> _THE EXERCISE_
Rewrite the stretch of the listing below, from the line containing "Task: If you could tag each instance of the water" through the line containing "<point>814,518</point>", as a JSON list of strings with one string per line and blank lines omitted. Include both end lines and nothing outside that stretch.

[Data items]
==========
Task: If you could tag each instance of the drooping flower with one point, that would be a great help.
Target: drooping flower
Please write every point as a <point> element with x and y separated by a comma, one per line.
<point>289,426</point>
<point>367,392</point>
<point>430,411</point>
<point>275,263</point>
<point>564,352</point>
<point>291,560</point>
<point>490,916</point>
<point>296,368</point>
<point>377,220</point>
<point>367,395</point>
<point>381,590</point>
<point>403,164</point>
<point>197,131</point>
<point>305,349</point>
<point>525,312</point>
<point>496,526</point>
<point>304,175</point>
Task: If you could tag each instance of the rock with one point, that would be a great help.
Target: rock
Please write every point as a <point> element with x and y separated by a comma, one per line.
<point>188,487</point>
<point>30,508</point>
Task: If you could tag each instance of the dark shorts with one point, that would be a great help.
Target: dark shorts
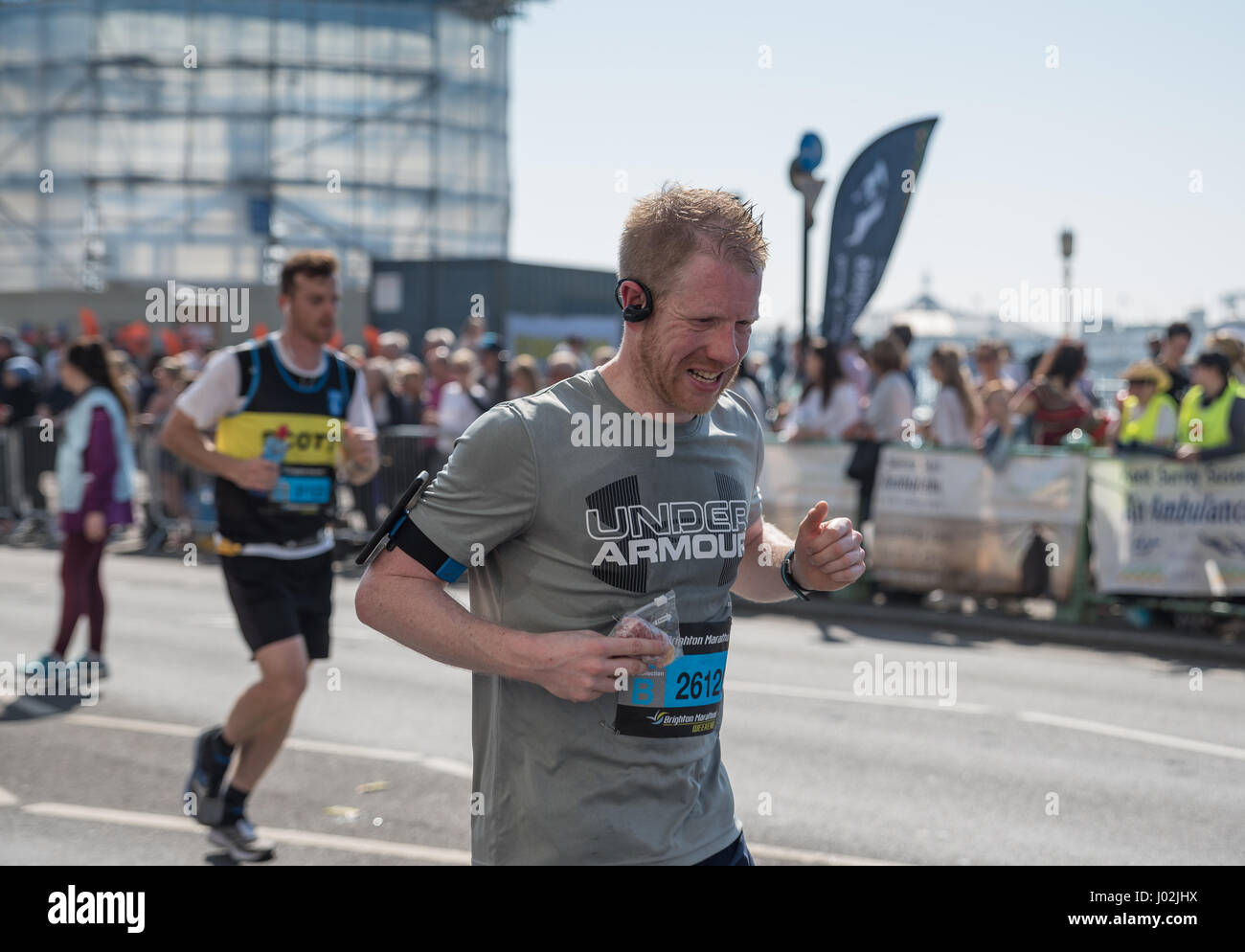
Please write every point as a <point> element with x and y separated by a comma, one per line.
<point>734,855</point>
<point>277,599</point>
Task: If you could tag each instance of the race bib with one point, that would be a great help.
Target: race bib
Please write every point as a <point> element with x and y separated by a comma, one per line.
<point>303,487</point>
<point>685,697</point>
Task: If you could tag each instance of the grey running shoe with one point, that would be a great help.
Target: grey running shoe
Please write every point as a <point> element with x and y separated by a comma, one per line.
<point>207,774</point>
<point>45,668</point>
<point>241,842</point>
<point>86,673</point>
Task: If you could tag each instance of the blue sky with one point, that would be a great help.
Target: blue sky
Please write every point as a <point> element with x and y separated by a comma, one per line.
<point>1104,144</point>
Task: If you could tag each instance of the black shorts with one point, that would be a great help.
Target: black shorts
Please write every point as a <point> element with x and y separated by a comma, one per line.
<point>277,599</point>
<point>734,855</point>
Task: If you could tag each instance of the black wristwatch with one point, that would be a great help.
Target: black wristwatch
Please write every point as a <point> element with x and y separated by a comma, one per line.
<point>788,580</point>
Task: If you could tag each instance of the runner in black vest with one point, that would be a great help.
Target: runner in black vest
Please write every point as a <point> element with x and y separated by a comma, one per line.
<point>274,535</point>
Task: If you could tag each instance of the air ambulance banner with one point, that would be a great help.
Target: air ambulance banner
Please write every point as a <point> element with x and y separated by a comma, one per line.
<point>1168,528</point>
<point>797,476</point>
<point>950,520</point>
==========
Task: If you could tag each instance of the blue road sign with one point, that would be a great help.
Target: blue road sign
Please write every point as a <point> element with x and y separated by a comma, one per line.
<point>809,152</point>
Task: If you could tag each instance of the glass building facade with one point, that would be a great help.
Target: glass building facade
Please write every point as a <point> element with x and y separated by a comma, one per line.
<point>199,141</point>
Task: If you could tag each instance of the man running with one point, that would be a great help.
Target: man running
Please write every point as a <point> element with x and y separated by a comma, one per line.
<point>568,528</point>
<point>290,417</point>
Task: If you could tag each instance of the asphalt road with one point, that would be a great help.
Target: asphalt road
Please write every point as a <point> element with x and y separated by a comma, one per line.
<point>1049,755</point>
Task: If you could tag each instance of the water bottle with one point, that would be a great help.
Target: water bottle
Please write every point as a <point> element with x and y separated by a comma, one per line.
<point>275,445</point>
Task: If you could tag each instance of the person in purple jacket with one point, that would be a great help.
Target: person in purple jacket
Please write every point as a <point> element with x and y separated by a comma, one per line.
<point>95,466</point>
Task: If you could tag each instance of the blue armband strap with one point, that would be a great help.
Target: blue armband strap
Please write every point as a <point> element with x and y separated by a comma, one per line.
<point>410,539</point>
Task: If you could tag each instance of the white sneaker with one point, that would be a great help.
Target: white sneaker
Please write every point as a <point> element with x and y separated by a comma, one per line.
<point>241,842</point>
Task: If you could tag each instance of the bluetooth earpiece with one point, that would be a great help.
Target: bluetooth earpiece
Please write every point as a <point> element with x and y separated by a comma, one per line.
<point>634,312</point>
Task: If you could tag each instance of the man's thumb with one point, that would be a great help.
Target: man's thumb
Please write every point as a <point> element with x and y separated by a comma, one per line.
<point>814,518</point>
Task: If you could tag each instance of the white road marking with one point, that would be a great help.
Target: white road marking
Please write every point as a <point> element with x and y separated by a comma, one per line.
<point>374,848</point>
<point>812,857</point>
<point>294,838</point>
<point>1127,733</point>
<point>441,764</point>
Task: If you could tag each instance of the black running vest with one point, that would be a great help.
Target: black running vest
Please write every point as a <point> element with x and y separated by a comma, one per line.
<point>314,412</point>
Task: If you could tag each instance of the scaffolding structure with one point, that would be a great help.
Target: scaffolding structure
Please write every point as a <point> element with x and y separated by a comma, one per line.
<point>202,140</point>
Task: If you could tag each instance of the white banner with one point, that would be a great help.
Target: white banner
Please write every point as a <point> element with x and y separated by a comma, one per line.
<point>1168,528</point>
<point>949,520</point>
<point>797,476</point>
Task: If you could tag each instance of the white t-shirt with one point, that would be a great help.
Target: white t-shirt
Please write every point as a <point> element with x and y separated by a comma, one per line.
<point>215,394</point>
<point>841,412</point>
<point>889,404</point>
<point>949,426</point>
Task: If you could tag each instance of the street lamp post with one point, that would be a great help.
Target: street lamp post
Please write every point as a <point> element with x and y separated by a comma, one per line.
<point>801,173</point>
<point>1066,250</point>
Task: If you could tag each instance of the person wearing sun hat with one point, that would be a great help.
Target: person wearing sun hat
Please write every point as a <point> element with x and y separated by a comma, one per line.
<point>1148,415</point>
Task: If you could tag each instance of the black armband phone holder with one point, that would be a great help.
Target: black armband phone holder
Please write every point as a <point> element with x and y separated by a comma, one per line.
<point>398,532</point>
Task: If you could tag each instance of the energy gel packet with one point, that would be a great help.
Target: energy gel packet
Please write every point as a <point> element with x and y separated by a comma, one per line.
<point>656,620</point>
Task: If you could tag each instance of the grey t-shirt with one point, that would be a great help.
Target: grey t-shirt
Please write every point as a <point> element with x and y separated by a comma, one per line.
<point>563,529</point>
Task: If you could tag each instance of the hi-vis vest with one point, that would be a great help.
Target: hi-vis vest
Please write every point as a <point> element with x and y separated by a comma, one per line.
==========
> _EXERCISE RESULT_
[
  "Task: If you could tag each instance of the water bottle with one point, that would be a great help.",
  "Target: water bottle",
  "Please write every point as a <point> element with x and y separated by a comma, one per line.",
  "<point>275,445</point>",
  "Task: If you could tag each instance of the person in purple jacket with one point, that would be a great help.",
  "Target: person in purple jacket",
  "Please write every point as a <point> element with x and y separated by a comma, one per line.",
  "<point>95,466</point>",
  "Task: If you could tag each instance of the blue armband strap with one point, that would be a great help.",
  "Target: blue armband strap",
  "Please write every point as a <point> element with x and y separated by a comma, one per line.",
  "<point>410,539</point>",
  "Task: If you could tag each instance of the white sneaker with one point, that would be a great help.",
  "Target: white sneaker",
  "Please write every point as a <point> element with x and y separated by a comma, one per line.",
  "<point>241,842</point>",
  "Task: If you could tag each instance of the bluetooth earpiece with one point, that would be a great help.",
  "Target: bluetooth earpiece",
  "Please write every point as a <point> element with x and y separated by a comma, one per line.",
  "<point>634,312</point>",
  "Task: If you could tag each instance of the man's thumb with one point, that would be a great help.",
  "Target: man's thumb",
  "Please write every point as a <point> element with x and y separated by a comma, one per line.",
  "<point>814,518</point>"
]